DATA PROVIDED
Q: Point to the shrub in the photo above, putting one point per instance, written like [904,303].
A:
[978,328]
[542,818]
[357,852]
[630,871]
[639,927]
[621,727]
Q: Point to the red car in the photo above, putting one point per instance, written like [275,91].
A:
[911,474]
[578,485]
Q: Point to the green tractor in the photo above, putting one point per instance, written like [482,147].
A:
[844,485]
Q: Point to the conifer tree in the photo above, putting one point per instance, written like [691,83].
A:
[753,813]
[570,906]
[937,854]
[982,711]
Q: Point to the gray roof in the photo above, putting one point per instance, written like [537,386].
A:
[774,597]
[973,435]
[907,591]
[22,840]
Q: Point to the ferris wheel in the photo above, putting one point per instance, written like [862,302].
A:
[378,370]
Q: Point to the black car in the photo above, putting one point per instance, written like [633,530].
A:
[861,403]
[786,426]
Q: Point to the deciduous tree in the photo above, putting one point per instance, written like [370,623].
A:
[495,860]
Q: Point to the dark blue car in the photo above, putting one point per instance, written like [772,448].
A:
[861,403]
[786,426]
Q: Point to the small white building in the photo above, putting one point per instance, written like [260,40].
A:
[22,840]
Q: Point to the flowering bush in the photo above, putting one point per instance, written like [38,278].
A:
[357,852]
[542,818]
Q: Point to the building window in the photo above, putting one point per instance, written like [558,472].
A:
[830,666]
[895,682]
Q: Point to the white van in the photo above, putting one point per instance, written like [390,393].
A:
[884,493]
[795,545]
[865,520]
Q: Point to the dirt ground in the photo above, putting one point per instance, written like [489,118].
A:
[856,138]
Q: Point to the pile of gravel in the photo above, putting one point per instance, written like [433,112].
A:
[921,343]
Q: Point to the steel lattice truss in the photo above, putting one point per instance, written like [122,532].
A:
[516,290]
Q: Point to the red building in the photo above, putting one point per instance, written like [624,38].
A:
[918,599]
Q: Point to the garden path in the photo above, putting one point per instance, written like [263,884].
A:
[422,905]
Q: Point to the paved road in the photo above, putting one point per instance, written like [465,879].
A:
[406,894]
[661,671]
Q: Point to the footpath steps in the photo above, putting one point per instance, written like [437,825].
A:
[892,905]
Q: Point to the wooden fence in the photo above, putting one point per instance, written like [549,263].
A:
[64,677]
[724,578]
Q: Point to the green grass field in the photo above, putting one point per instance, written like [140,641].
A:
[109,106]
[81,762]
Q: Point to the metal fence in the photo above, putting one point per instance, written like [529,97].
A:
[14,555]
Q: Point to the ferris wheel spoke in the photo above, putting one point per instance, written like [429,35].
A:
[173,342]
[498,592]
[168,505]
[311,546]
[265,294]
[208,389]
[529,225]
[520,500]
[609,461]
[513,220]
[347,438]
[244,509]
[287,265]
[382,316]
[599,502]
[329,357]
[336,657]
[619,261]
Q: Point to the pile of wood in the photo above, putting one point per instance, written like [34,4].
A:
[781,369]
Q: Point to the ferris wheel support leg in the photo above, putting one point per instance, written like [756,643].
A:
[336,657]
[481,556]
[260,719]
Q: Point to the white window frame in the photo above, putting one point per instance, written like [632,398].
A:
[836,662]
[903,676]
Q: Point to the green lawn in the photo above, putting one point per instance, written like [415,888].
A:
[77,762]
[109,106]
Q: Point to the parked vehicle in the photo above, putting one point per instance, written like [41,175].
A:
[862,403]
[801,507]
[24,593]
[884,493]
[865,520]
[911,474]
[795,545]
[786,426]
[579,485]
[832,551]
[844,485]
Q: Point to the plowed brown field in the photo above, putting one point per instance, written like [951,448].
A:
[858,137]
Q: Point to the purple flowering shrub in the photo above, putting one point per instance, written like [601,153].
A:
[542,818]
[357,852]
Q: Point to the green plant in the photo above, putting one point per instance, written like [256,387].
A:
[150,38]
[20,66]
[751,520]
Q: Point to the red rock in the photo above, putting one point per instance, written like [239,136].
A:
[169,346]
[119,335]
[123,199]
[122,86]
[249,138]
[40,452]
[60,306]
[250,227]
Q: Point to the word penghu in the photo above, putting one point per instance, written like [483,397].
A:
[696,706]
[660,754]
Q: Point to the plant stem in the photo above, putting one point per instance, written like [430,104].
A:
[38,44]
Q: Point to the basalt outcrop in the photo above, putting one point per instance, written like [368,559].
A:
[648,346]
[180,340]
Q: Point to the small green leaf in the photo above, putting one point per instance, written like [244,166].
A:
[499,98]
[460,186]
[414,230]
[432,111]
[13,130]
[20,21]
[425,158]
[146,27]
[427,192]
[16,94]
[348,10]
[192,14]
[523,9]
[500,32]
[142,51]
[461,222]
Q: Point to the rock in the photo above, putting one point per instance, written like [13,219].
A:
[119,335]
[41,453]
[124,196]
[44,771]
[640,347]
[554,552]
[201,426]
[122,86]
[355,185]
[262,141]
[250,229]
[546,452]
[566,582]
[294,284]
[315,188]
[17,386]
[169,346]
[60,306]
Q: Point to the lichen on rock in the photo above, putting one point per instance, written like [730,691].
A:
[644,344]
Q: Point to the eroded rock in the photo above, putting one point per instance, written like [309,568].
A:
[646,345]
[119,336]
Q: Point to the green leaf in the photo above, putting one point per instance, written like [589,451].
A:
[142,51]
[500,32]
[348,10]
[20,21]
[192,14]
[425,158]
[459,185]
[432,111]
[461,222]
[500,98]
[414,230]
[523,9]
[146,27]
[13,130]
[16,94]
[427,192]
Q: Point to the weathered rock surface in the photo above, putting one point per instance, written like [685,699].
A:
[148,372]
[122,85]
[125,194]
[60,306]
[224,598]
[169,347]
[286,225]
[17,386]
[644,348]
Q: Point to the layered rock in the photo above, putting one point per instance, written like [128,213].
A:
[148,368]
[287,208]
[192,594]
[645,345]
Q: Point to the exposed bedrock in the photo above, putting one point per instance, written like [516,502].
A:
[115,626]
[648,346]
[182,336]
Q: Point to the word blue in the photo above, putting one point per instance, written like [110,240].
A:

AIM OF THE EXERCISE
Print out every record again, exactly and in full.

TASK ANSWER
Q: Point to the shrub in the photo above, putting one point per instance, written like [904,303].
A:
[978,328]
[542,818]
[357,852]
[630,871]
[639,927]
[621,727]
Q: Point to the red car in the photo above, putting one point per instance, written like [275,91].
A:
[911,474]
[578,485]
Q: Point to the green tractor in the photo above, putting one point per instance, written like [482,147].
A:
[844,485]
Q: Point to the conifer tree in the photo above, putting one point per instance, written like [691,83].
A:
[753,813]
[570,906]
[937,854]
[982,711]
Q: Point to the gray roof in the photo above, putting one point per instance, written like [537,386].
A:
[774,597]
[973,435]
[907,591]
[22,840]
Q: Point to the ferris wheel in the photo above, putting one point per instance, written like [862,302].
A:
[378,370]
Q: Point to the black car in the photo above, putting one point per instance, written like [633,530].
A:
[861,403]
[786,426]
Q: Point to the deciduous tree in the photo above, putting one point per instance, written like [370,623].
A:
[495,860]
Q: Point to the dark blue car in the photo above, putting one point per instance, written like [772,448].
A:
[861,403]
[786,426]
Q: Point to the small white building in the photo above, putting one point per instance, written like [260,40].
A:
[22,840]
Q: Point to the flowering bush in the photo above, putting one point per instance, written like [38,278].
A:
[357,852]
[542,818]
Q: Point to the building window in the photo above, putting one point per instance, written like [558,472].
A:
[830,666]
[895,682]
Q: Point to the white van in the photo above, putting one point per instance, written like [390,393].
A:
[884,493]
[795,545]
[865,520]
Q: Point to the dirt ground in the photo above, putting one point per instance, written like [489,118].
A:
[856,138]
Q: Point to the pile of gravel in the photo above, putting one point per instance, written like [433,112].
A:
[921,343]
Q: Point to the steel lattice truss in the photo above, putting one point per instance, written like [122,532].
A:
[516,290]
Q: Point to the red building in the photo above, putting one point per instance, written like [624,38].
A:
[918,599]
Q: Point to the garden path in the photo above, putting one point per instance, written like [263,884].
A:
[422,905]
Q: Point to the paved road in the photo above, putting one point per instance, written like [465,879].
A:
[406,894]
[661,671]
Q: Point to the footpath steps in the photo above, putting one point per instance, written like [437,825].
A:
[892,905]
Q: Point to the wooden fence in the photo above, putting one point per instance, written like [549,263].
A:
[64,677]
[724,578]
Q: Point to the green grass field in the photo above, putting one point per instance, written like [140,641].
A:
[109,106]
[81,762]
Q: Point to the metal fence in the photo above, putting one point per instance, written like [529,97].
A:
[14,555]
Q: Point to the ferris wheel spoke in the photo above, putting one point per instance, written like [429,35].
A:
[173,342]
[498,592]
[168,505]
[311,546]
[265,294]
[208,389]
[529,225]
[520,500]
[609,461]
[513,220]
[347,438]
[244,509]
[287,265]
[382,316]
[599,502]
[329,357]
[336,657]
[619,261]
Q: Point to the pile of wood in the photo above, putting one point per instance, written like [34,4].
A:
[781,369]
Q: Point to the ferris wheel support leg in the photo above, putting one point per instance, written like [756,643].
A:
[336,657]
[481,556]
[260,719]
Q: Point to the white window frame in the photo above, putting one point per instance, written like [632,398].
A:
[836,662]
[903,676]
Q: Point to the green lawn in the photo above, putting one point per instance, written like [415,888].
A:
[77,762]
[109,106]
Q: Point to the parked vehicle in the photo above, putting one point per instance, written like [41,175].
A:
[862,403]
[801,507]
[24,593]
[884,493]
[865,520]
[911,474]
[795,545]
[786,426]
[579,485]
[832,551]
[844,485]
Q: Point to the plowed brown field in the photo above, putting one point per instance, written like [951,448].
A:
[858,137]
Q: Point to the purple flowering shrub in the photo above, putting one point per instance, written like [601,153].
A:
[542,818]
[357,852]
Q: Point to the green plant in the photo above, putting one point per instance, written like [256,387].
A:
[150,38]
[20,66]
[751,520]
Q: Point to the red rock in the photo above, putting one point per instance, written like [239,136].
A:
[169,346]
[119,335]
[123,199]
[122,86]
[249,138]
[40,452]
[60,306]
[250,227]
Q: Point to the word penghu in the photo above, putting one point per instance, written like [483,397].
A:
[696,706]
[660,754]
Q: Point to the plant stem in the photo above, putting one point per instance, written like [430,104].
A:
[38,44]
Q: Point to the basalt outcrop in the photo above, putting one point per instance, written like [368,559].
A:
[648,346]
[180,340]
Q: Point to the small green leaf in the photo above, putting one point per instance, written like [244,166].
A:
[499,98]
[460,186]
[414,230]
[432,111]
[13,130]
[20,21]
[425,158]
[146,27]
[427,192]
[16,94]
[348,10]
[192,14]
[523,9]
[500,32]
[142,51]
[461,222]
Q: Point to the rock in the photo above, putting one point per instance, written like [13,219].
A:
[119,335]
[41,453]
[124,196]
[44,771]
[640,347]
[554,552]
[201,426]
[122,86]
[355,185]
[262,141]
[250,229]
[546,452]
[566,582]
[294,284]
[315,188]
[17,386]
[169,346]
[60,306]
Q: Point to the lichen on rock in the photo above, putting one point per instance, written like [730,691].
A:
[644,344]
Q: Point to the eroded rock in the photo above, putting one point per instance, written like [309,568].
A:
[646,345]
[119,336]
Q: Point to the green leaf in the photo above, putting one point per instance, written like [589,451].
A:
[142,51]
[500,32]
[348,10]
[20,21]
[192,14]
[425,158]
[459,185]
[432,111]
[461,222]
[500,98]
[414,230]
[523,9]
[146,27]
[13,130]
[16,94]
[427,192]
Q: Point to the weathered rock surface in the photo above, putting one point per instance, written like [685,699].
A:
[148,372]
[122,85]
[125,194]
[60,306]
[224,598]
[169,347]
[286,225]
[17,386]
[644,348]
Q: Point to the layered rock in the photo above, putting one point per instance, written like [128,213].
A:
[148,368]
[287,208]
[192,594]
[645,345]
Q: Point to the exposed bedrock in the photo above, putting one point per instance, written like [516,502].
A:
[115,626]
[648,346]
[182,336]
Q: Point to the word blue in the photo above, putting one point per instance, written like [110,240].
A:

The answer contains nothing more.